● **What to do**
Please pick out every line in the entries below that contains the string "stem", and copy each one.

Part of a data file
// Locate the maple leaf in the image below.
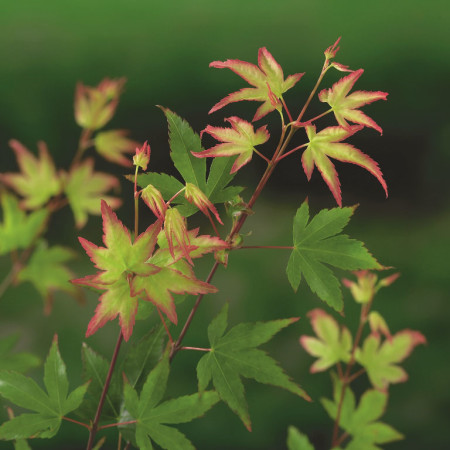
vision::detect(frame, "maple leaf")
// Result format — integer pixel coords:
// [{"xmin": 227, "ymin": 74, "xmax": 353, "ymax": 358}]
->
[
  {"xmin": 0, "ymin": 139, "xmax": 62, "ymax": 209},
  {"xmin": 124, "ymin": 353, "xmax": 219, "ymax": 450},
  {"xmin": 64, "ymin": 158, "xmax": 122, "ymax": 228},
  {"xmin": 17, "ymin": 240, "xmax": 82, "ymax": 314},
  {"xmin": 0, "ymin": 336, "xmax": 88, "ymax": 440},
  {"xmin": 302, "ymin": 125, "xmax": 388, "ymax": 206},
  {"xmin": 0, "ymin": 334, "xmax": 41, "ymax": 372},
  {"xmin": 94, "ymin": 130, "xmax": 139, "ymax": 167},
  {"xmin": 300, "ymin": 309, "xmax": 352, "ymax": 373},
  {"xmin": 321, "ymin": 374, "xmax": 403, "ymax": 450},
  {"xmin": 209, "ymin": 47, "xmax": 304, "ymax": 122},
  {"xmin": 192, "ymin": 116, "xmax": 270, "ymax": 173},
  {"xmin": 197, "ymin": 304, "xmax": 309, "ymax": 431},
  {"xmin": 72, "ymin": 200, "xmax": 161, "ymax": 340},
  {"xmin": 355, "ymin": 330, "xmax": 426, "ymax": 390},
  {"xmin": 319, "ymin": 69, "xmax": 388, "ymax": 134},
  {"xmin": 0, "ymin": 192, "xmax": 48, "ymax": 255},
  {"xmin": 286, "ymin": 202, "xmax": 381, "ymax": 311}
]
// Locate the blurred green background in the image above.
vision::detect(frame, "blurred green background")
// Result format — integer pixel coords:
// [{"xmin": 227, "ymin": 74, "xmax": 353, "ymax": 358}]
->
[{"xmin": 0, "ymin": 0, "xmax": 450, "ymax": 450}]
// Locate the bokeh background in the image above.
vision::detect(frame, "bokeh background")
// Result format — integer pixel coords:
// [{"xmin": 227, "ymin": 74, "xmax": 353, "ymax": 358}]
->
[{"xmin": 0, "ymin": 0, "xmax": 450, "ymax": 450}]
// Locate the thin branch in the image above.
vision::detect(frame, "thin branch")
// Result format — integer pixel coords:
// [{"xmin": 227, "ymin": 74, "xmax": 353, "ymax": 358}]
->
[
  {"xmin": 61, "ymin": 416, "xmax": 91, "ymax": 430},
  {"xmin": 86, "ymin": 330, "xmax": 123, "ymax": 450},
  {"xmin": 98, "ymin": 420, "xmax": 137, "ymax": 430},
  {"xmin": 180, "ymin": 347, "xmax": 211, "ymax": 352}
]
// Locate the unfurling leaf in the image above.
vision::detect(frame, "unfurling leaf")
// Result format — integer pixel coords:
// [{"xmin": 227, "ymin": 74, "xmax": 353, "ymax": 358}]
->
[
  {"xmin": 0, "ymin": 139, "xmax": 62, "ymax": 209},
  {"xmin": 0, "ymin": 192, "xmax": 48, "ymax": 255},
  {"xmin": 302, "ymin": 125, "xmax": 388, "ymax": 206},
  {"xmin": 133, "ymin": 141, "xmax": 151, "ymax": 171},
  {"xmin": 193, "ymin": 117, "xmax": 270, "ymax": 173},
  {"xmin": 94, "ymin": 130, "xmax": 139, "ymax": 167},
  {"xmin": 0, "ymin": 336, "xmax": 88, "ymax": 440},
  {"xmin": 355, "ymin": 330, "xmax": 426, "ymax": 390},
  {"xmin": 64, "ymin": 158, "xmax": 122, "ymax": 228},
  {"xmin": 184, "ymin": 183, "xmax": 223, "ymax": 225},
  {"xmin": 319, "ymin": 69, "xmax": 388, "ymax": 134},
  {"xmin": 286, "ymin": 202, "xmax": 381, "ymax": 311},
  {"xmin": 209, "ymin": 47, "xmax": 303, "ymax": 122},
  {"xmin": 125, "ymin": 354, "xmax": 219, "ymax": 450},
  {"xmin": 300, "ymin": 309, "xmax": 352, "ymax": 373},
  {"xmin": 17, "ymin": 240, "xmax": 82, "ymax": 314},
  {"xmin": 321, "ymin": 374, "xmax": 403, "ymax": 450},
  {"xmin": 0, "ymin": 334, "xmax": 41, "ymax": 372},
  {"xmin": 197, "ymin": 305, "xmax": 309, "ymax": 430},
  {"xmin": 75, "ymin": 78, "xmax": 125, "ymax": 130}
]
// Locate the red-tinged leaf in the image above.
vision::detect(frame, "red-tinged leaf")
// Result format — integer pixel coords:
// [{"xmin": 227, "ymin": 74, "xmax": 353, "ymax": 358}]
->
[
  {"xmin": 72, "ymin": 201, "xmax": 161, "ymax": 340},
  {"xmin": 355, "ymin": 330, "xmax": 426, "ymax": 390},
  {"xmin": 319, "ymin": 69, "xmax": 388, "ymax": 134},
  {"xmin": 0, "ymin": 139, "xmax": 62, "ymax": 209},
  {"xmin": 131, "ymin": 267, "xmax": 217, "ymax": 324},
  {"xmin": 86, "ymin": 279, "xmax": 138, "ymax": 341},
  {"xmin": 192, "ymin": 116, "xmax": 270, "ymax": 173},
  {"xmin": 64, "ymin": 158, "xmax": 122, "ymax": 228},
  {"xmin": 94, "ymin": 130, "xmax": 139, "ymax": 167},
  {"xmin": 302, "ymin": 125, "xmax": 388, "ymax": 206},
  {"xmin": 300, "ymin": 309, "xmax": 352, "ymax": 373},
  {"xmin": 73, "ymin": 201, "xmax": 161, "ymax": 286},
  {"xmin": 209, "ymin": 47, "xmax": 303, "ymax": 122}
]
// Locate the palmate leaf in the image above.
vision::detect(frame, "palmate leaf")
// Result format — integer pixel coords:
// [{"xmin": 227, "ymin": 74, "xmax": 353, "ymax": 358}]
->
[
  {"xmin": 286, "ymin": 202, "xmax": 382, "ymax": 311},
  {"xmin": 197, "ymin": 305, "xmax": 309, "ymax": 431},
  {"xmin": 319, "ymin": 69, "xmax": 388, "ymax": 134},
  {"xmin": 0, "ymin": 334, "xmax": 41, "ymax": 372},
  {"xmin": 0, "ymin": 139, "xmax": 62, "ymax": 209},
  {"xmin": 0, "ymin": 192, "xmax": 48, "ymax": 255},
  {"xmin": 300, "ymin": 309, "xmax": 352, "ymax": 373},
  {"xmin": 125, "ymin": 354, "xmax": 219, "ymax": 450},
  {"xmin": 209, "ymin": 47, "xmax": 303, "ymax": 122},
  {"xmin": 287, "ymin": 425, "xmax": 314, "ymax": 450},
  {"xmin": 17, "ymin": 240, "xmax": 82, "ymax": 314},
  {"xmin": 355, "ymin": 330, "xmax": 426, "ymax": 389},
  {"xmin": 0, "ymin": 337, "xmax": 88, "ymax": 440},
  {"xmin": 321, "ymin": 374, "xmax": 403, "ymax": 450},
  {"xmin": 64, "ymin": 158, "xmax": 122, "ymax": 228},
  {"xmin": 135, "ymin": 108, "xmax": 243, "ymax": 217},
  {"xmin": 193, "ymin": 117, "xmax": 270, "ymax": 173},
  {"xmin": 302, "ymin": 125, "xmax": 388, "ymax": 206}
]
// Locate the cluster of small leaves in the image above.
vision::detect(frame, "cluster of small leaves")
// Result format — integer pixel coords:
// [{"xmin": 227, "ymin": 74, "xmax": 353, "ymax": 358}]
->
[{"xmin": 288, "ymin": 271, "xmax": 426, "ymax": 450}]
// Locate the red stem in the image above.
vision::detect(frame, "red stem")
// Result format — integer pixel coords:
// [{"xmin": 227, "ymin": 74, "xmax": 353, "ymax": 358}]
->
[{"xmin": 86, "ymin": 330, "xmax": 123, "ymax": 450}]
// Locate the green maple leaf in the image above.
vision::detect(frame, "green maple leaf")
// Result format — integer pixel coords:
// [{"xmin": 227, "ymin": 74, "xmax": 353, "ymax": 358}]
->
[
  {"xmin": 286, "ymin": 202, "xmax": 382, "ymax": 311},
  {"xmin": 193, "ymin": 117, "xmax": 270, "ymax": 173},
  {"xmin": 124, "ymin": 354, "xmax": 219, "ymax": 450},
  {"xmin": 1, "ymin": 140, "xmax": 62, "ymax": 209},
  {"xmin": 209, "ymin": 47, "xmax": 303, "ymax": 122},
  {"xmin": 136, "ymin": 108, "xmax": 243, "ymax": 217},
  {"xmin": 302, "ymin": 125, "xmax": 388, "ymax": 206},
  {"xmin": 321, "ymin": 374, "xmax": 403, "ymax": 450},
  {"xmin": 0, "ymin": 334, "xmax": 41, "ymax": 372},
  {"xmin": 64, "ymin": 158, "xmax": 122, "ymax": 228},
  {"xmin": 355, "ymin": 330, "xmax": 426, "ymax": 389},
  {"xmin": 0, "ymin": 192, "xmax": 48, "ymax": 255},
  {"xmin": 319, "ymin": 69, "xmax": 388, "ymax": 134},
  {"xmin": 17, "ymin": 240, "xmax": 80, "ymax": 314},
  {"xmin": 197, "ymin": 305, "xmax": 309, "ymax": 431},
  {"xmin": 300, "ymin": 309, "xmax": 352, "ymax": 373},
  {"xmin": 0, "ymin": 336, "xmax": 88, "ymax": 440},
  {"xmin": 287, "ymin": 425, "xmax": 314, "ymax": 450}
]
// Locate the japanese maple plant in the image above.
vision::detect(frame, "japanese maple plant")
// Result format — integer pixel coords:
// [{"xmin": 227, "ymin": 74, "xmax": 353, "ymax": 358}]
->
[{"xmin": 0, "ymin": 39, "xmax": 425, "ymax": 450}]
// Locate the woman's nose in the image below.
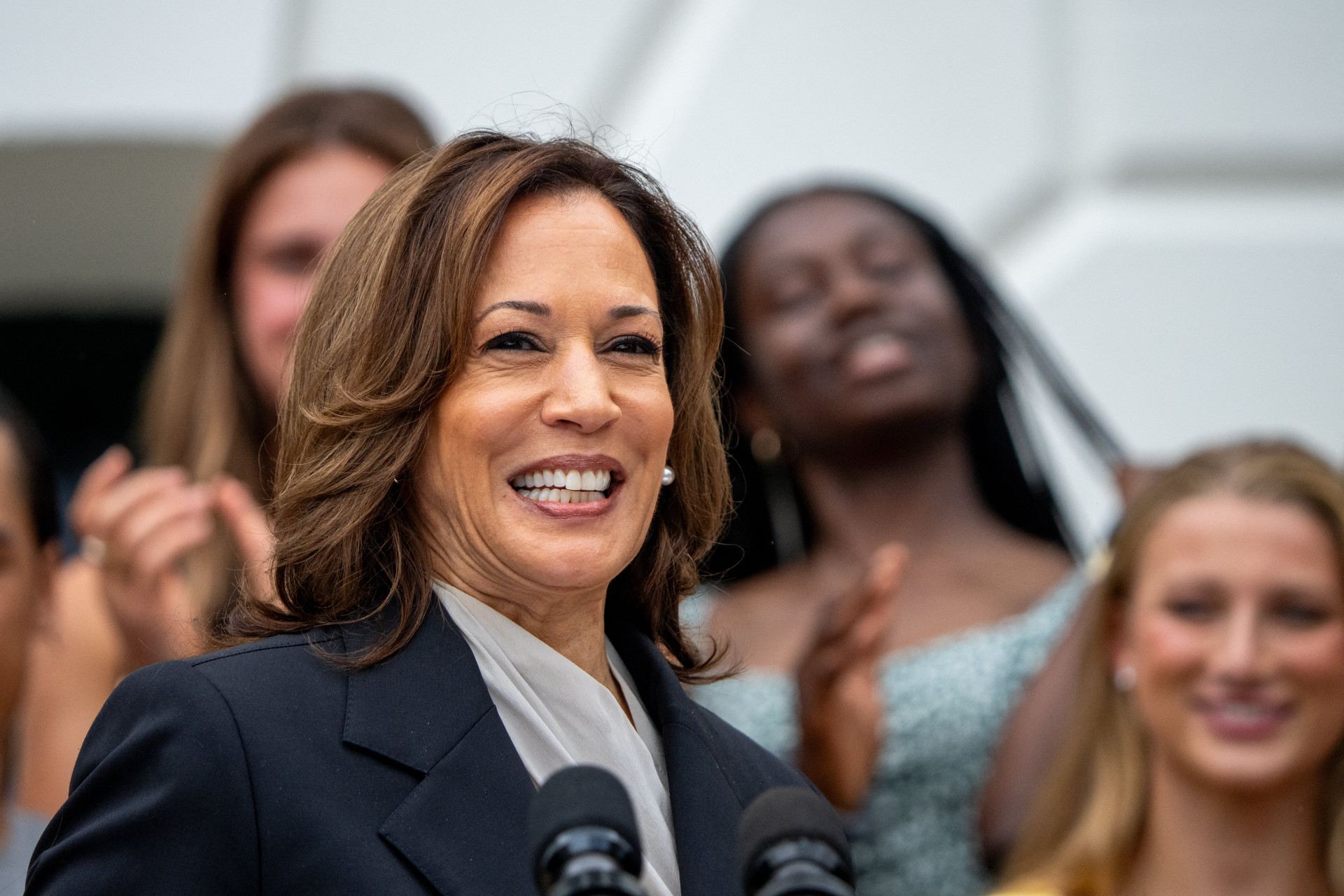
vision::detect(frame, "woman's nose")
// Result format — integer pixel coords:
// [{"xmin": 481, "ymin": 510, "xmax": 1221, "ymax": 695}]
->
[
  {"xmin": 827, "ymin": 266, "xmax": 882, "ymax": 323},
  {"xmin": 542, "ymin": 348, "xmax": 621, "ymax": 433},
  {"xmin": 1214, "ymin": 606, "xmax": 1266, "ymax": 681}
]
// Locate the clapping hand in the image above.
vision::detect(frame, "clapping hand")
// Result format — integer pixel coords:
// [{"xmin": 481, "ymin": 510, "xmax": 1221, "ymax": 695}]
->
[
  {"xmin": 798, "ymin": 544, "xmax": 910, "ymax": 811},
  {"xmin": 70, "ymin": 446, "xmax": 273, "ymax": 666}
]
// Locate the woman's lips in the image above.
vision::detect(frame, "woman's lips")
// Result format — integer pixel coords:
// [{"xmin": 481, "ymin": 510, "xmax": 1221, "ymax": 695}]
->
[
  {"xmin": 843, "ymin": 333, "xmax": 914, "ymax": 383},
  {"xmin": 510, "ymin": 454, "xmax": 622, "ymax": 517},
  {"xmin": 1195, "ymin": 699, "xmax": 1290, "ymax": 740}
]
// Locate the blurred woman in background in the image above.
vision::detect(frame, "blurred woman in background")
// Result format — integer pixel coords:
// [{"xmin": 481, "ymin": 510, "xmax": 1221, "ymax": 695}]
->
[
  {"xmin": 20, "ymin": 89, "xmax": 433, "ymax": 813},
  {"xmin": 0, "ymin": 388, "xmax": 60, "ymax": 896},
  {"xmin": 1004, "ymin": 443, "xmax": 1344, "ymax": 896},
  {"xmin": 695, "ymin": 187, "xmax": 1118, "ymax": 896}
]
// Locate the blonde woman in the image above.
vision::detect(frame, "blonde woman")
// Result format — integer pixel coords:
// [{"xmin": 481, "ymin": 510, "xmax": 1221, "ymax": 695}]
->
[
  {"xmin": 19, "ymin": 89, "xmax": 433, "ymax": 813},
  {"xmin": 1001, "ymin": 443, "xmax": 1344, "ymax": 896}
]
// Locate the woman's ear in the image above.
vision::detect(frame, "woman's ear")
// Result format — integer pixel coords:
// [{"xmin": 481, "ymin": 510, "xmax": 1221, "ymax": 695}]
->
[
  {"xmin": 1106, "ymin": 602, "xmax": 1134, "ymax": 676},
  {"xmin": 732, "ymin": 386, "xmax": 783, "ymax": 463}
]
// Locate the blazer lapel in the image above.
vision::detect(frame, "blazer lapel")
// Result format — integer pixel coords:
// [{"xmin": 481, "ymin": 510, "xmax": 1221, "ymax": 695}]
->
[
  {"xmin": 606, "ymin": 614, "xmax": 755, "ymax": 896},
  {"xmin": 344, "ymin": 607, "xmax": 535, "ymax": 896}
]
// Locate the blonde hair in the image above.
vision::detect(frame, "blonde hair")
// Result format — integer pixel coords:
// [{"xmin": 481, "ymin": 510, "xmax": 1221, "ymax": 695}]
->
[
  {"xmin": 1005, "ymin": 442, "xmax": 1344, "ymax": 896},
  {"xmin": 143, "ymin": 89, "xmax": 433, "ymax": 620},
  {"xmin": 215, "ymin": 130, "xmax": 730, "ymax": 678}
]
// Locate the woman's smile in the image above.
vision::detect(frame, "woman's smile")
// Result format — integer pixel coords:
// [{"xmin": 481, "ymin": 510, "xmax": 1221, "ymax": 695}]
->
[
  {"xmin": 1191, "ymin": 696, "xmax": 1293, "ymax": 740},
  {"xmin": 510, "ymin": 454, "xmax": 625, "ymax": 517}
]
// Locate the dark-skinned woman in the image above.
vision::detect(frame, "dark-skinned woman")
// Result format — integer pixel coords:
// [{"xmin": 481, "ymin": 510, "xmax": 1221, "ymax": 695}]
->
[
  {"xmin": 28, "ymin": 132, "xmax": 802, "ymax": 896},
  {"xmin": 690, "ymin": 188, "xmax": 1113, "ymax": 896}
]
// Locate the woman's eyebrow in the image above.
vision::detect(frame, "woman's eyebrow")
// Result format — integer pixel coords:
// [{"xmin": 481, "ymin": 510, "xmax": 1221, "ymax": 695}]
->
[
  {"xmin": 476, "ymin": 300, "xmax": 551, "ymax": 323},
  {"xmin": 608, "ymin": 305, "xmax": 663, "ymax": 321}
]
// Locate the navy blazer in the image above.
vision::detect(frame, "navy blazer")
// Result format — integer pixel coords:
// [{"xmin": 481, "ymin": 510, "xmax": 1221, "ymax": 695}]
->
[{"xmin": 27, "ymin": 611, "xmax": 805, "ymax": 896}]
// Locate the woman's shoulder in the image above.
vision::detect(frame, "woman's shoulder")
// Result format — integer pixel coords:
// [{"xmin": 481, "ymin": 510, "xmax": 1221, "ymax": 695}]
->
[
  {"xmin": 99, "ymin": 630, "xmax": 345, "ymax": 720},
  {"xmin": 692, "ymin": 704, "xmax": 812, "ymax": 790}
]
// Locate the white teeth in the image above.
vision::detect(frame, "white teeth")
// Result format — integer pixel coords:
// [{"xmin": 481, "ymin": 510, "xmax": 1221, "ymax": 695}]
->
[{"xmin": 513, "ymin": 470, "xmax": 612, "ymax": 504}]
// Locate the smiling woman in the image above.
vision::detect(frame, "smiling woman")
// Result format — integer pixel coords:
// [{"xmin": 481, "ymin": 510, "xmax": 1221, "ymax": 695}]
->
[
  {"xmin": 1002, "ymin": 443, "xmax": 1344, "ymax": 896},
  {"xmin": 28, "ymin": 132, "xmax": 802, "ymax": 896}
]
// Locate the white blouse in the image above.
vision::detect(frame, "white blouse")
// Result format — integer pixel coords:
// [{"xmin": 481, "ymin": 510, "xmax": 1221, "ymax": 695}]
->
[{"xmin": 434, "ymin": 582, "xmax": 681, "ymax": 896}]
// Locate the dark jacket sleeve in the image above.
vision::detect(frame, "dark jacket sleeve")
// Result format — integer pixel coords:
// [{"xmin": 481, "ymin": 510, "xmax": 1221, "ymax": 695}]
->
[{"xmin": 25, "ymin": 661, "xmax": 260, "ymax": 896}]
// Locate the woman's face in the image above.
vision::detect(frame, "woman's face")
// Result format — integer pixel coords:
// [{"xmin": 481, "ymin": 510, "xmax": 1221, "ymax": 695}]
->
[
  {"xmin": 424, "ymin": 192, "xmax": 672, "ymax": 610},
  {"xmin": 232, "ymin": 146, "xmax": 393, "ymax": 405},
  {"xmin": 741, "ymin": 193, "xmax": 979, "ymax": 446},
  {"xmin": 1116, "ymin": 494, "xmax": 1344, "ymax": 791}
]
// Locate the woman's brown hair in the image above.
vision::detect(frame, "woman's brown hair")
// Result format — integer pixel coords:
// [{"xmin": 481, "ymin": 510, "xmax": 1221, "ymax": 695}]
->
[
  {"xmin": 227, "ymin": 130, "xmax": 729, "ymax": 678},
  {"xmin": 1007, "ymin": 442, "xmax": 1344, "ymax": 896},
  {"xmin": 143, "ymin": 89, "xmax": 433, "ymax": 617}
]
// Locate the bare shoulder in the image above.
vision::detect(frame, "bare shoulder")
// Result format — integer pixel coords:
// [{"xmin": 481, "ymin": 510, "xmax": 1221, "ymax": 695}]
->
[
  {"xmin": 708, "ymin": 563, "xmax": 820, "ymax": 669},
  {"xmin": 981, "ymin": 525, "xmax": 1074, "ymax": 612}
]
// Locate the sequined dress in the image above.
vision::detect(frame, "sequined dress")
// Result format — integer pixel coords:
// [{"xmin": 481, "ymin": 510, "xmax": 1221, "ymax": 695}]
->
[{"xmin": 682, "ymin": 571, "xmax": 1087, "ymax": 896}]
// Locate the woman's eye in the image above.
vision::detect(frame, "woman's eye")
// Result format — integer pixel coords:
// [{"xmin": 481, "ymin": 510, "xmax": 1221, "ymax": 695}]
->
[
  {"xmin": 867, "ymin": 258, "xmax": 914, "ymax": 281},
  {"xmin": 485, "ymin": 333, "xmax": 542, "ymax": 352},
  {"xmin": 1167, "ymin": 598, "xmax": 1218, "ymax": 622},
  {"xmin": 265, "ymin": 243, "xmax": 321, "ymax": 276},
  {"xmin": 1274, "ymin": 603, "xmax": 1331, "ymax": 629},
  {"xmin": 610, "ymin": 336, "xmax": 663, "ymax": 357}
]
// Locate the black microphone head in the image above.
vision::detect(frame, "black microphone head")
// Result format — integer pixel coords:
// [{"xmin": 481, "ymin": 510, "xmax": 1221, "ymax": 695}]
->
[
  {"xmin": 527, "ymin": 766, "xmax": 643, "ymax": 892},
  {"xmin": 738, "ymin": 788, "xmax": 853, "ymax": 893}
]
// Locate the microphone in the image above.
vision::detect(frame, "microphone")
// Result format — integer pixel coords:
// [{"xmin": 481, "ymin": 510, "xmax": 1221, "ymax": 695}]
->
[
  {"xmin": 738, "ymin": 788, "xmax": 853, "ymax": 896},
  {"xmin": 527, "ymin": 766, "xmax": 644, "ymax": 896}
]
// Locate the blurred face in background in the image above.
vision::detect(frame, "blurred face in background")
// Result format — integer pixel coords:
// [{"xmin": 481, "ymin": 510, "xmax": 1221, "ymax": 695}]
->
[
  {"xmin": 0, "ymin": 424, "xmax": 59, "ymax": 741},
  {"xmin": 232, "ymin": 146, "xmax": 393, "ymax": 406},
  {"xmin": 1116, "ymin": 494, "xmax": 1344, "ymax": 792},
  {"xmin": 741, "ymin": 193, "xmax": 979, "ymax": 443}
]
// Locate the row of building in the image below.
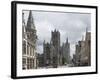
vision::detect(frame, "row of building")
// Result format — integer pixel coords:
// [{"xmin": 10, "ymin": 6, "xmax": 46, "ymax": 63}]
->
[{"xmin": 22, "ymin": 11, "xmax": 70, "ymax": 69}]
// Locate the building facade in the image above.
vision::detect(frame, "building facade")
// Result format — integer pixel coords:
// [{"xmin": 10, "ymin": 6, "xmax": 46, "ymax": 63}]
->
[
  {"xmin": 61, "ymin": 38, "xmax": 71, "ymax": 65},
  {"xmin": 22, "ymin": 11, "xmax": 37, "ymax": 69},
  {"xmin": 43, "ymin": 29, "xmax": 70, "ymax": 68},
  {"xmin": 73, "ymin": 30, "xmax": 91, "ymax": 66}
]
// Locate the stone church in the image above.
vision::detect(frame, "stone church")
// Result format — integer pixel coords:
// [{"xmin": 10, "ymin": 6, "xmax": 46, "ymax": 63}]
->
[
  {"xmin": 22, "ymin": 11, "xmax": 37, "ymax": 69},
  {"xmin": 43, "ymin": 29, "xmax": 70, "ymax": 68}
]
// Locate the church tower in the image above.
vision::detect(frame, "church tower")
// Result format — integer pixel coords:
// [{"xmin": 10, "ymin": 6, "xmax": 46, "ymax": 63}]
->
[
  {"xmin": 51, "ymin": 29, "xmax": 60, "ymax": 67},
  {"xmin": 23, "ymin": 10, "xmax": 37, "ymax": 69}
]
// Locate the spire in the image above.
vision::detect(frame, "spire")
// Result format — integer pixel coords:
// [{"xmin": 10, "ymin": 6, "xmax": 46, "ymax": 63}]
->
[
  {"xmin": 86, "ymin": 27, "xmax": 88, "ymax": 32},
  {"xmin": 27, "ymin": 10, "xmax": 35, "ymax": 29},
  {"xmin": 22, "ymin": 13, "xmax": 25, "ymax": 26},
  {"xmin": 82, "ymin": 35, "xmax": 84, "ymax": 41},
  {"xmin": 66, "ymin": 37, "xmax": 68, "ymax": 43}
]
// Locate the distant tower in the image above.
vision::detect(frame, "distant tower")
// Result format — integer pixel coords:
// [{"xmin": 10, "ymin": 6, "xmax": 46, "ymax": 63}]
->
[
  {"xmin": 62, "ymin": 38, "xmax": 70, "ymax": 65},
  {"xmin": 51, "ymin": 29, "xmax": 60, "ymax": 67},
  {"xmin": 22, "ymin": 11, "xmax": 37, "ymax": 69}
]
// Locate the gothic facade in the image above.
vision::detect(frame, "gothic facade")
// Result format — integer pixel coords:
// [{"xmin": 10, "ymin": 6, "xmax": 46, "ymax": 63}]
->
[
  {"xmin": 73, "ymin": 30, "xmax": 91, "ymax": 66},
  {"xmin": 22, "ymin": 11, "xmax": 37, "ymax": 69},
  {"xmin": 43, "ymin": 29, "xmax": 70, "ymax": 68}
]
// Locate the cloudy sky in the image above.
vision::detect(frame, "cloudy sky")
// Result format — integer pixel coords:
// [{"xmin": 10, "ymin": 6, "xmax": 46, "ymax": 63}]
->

● **Finished exercise**
// Locate the red stem in the image above.
vision::detect(frame, "red stem")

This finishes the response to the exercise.